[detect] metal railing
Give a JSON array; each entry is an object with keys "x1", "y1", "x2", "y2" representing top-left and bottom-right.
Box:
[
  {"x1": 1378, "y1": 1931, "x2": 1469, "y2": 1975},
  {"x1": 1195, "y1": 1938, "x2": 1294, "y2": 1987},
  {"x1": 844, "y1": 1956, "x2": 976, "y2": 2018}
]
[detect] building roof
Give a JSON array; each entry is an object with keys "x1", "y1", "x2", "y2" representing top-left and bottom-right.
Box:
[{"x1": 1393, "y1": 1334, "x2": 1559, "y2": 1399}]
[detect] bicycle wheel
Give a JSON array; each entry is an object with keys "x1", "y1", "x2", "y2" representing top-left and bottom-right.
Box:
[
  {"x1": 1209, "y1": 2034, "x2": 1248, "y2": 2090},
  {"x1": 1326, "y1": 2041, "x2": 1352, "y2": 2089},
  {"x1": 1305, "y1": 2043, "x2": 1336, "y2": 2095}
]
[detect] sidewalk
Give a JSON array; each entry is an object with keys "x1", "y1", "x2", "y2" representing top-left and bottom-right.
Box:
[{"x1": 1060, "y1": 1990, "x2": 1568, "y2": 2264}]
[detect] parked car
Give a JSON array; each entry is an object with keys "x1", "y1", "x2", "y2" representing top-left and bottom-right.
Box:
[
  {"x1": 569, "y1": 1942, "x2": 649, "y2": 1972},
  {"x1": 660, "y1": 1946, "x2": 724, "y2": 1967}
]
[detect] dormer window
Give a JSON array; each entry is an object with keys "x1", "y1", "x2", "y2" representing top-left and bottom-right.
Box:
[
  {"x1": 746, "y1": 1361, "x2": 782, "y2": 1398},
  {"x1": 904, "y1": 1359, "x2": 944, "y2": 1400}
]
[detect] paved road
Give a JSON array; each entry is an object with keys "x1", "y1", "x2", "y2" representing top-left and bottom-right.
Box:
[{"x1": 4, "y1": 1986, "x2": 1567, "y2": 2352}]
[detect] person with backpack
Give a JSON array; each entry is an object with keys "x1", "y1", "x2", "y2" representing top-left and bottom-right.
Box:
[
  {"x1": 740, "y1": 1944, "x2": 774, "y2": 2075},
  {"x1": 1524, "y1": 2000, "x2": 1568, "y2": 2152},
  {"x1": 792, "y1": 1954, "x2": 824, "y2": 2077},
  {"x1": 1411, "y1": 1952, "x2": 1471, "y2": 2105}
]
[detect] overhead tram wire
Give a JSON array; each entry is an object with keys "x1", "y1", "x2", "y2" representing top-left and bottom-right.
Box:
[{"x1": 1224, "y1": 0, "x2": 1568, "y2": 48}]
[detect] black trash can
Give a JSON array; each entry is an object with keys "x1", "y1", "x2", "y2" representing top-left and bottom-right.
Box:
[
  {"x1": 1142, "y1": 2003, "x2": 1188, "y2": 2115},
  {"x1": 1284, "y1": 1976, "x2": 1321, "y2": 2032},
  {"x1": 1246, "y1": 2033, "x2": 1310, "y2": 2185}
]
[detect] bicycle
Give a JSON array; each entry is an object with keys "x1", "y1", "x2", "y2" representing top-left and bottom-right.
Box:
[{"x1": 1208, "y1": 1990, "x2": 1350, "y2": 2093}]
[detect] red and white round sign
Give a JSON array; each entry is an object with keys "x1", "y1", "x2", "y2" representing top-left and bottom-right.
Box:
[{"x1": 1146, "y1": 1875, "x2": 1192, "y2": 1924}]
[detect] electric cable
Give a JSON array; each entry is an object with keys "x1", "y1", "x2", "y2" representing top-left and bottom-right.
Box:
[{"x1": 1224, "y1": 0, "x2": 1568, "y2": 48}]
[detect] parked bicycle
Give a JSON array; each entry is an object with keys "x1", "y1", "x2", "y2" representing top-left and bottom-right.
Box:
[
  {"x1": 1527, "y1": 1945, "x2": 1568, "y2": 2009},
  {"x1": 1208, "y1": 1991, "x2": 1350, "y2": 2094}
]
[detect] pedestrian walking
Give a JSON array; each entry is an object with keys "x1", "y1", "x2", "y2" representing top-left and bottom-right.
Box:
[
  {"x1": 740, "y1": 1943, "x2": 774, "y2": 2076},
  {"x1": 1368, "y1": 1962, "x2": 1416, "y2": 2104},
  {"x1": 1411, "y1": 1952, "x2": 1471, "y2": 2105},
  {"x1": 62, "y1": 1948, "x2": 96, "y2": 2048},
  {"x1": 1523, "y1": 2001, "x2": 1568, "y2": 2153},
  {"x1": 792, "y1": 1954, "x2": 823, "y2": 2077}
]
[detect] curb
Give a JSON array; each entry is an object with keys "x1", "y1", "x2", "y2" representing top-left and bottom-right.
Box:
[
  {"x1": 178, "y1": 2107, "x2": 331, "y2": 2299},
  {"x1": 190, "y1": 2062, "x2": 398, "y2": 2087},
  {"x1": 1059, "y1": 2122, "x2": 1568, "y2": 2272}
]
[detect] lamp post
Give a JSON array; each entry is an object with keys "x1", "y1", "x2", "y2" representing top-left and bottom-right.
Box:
########################################
§ What is needed: Reproduce the material above, every line of it, exactly.

§ Answer box:
[detect] metal railing
Give a JSON array; each entry is an object with keys "x1", "y1", "x2", "y2" representing top-left and bottom-right.
Box:
[
  {"x1": 1378, "y1": 1931, "x2": 1469, "y2": 1975},
  {"x1": 1195, "y1": 1938, "x2": 1294, "y2": 1987},
  {"x1": 844, "y1": 1956, "x2": 976, "y2": 2018}
]
[detect] building roof
Give a JSON array; each entry is an object with keys "x1", "y1", "x2", "y2" representing top-left and bottom-right.
Box:
[{"x1": 1393, "y1": 1334, "x2": 1559, "y2": 1399}]
[detect] bicycle wheel
Give a JSON array; each entry is an object with keys "x1", "y1", "x2", "y2" representing top-left and bottom-right.
Box:
[
  {"x1": 1209, "y1": 2034, "x2": 1248, "y2": 2090},
  {"x1": 1326, "y1": 2041, "x2": 1352, "y2": 2089},
  {"x1": 1305, "y1": 2043, "x2": 1336, "y2": 2095}
]
[detect] sidewalk
Give a JSON array; each entry is an object with keys "x1", "y1", "x2", "y2" representing top-left and bottom-right.
Box:
[{"x1": 1060, "y1": 1990, "x2": 1568, "y2": 2264}]
[detect] parked car
Give a JSON array; each entry is an object with keys "x1", "y1", "x2", "y2" representing top-left and bottom-right.
Box:
[
  {"x1": 569, "y1": 1942, "x2": 649, "y2": 1972},
  {"x1": 660, "y1": 1946, "x2": 724, "y2": 1967}
]
[detect] dormer window
Give a JSON array; each entry is an object with keys "x1", "y1", "x2", "y2" representing top-left and bottom-right.
Box:
[
  {"x1": 746, "y1": 1361, "x2": 782, "y2": 1398},
  {"x1": 904, "y1": 1359, "x2": 944, "y2": 1400}
]
[detect] paved road
Give a JSON array; each entry is an object with keys "x1", "y1", "x2", "y2" representing top-left and bottom-right.
Box:
[{"x1": 4, "y1": 1986, "x2": 1567, "y2": 2352}]
[detect] person with backpack
Give a JSON array; each entry is an object with keys "x1", "y1", "x2", "y2" representing top-left and bottom-right.
Box:
[
  {"x1": 740, "y1": 1944, "x2": 774, "y2": 2075},
  {"x1": 1524, "y1": 2000, "x2": 1568, "y2": 2152},
  {"x1": 792, "y1": 1954, "x2": 824, "y2": 2077},
  {"x1": 1411, "y1": 1952, "x2": 1471, "y2": 2105}
]
[detect] overhead tram wire
Give a JSON array; each entry is an object with keys "x1", "y1", "x2", "y2" representing top-left and bottom-right.
Box:
[{"x1": 1224, "y1": 0, "x2": 1568, "y2": 48}]
[detect] black trash can
Give a JSON array; each entry is an object with keys "x1", "y1", "x2", "y2" representing top-left and bottom-right.
Box:
[
  {"x1": 1142, "y1": 2003, "x2": 1188, "y2": 2115},
  {"x1": 1284, "y1": 1976, "x2": 1321, "y2": 2032},
  {"x1": 1246, "y1": 2033, "x2": 1310, "y2": 2185}
]
[detect] bicycle
Give a JSON array; each entry is an object with keys "x1", "y1", "x2", "y2" representing top-left and bottom-right.
Box:
[{"x1": 1208, "y1": 1990, "x2": 1350, "y2": 2093}]
[detect] red and white round sign
Give a JSON array; each entry is an object with keys "x1", "y1", "x2", "y2" representing top-left and bottom-right.
Box:
[{"x1": 1146, "y1": 1875, "x2": 1192, "y2": 1924}]
[detect] electric cable
Give a JSON array; each entry is an object with keys "x1", "y1", "x2", "y2" representing top-left and bottom-right.
Box:
[{"x1": 1224, "y1": 0, "x2": 1568, "y2": 48}]
[detect] parked bicycle
Give a JSON array; each entry is an object with keys "x1", "y1", "x2", "y2" representing top-left and bottom-right.
Box:
[
  {"x1": 1527, "y1": 1945, "x2": 1568, "y2": 2009},
  {"x1": 1208, "y1": 1991, "x2": 1350, "y2": 2094}
]
[detect] pedestrian walking
Give a JSON array; each entry is an object with keys "x1", "y1", "x2", "y2" representing top-left and bottom-right.
Box:
[
  {"x1": 740, "y1": 1943, "x2": 774, "y2": 2076},
  {"x1": 1368, "y1": 1962, "x2": 1416, "y2": 2104},
  {"x1": 1411, "y1": 1952, "x2": 1471, "y2": 2105},
  {"x1": 62, "y1": 1948, "x2": 96, "y2": 2048},
  {"x1": 1523, "y1": 2001, "x2": 1568, "y2": 2153},
  {"x1": 792, "y1": 1954, "x2": 823, "y2": 2077}
]
[detect] curb
Give a JSON array; each entry is an object with keys "x1", "y1", "x2", "y2" representing top-left and bottom-right.
Box:
[
  {"x1": 178, "y1": 2107, "x2": 331, "y2": 2299},
  {"x1": 190, "y1": 2062, "x2": 398, "y2": 2087},
  {"x1": 1059, "y1": 2122, "x2": 1568, "y2": 2272}
]
[detect] lamp post
Give a JSON array; each entry is an object with keys "x1", "y1", "x2", "y2" representing top-left and bottom-right.
Box:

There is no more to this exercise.